■ **Raw records**
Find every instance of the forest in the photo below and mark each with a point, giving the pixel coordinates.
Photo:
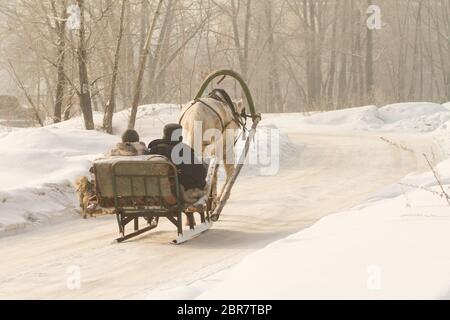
(69, 57)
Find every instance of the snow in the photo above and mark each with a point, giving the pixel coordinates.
(43, 163)
(391, 245)
(417, 117)
(394, 245)
(393, 248)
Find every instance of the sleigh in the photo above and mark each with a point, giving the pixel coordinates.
(144, 189)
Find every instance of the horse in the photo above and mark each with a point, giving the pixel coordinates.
(211, 126)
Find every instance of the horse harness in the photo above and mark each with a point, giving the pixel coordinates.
(222, 96)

■ **EXERCISE**
Can you recast every line of the listing above as a Markdown table with the columns "No." and "Line text", skipping blank lines and leaving the pictures out?

■ **SOLVED EXERCISE**
| No. | Line text |
|---|---|
| 1 | Find every instance of the forest in the photo below and mark each with a point, giving the pixel coordinates. |
| 2 | Photo: |
| 3 | (69, 57) |
| 4 | Find every instance of the snow in the photo above and mark each with a point, giving the pixel coordinates. |
| 5 | (43, 163) |
| 6 | (391, 245) |
| 7 | (417, 117) |
| 8 | (394, 245) |
| 9 | (393, 248) |
| 10 | Find every instance of the sleigh in the photo above and mark each with a point, giving the pixel coordinates. |
| 11 | (144, 189) |
| 12 | Find every instance of the horse in the photo above and mark each with a point, giving the pixel coordinates. |
| 13 | (211, 126) |
| 14 | Find every instance of the horse harness in the photo above and mark each with a point, giving the pixel coordinates. |
| 15 | (222, 96) |